→ TASK STATEMENT
Reproduce each of the rows below word for word, leaving every line unchanged.

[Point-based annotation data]
++++++++

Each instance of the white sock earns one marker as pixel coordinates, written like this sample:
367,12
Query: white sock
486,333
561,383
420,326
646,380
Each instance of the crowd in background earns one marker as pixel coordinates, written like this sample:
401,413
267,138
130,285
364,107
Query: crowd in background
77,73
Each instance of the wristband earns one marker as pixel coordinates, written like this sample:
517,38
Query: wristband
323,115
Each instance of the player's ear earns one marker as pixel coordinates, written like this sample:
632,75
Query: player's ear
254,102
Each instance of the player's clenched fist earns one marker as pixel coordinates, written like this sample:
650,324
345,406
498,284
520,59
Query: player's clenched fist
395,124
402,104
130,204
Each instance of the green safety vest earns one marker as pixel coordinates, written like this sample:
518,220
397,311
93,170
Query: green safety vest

++++++++

→ SOLUTION FOR THIS EXERCISE
Each instance of the white sock earns one marker as pixel coordinates, written like this sample:
367,12
Query: white sock
486,333
561,383
420,326
646,380
Each instance of the crowd in background earns one marker as pixel coordinates, written like this sample:
401,413
267,138
130,285
364,107
Query: crowd in background
77,73
Each instance of the wristband earns one marker as pixel coordinates, written like this sample:
517,38
Query: wristband
323,115
Each instance of the player's ear earns one marker as pixel coordinates, written like this sample:
632,75
Query: player's ear
254,102
Each instance of the player's clenched fist earns one marker as pixel coordinates, written like this sample:
650,324
345,406
498,284
520,59
Query: player's clenched fist
395,124
402,104
130,204
Each instance of the green safety vest earns one marker as pixel coordinates, written like this sample:
518,220
397,311
93,170
Query: green safety vest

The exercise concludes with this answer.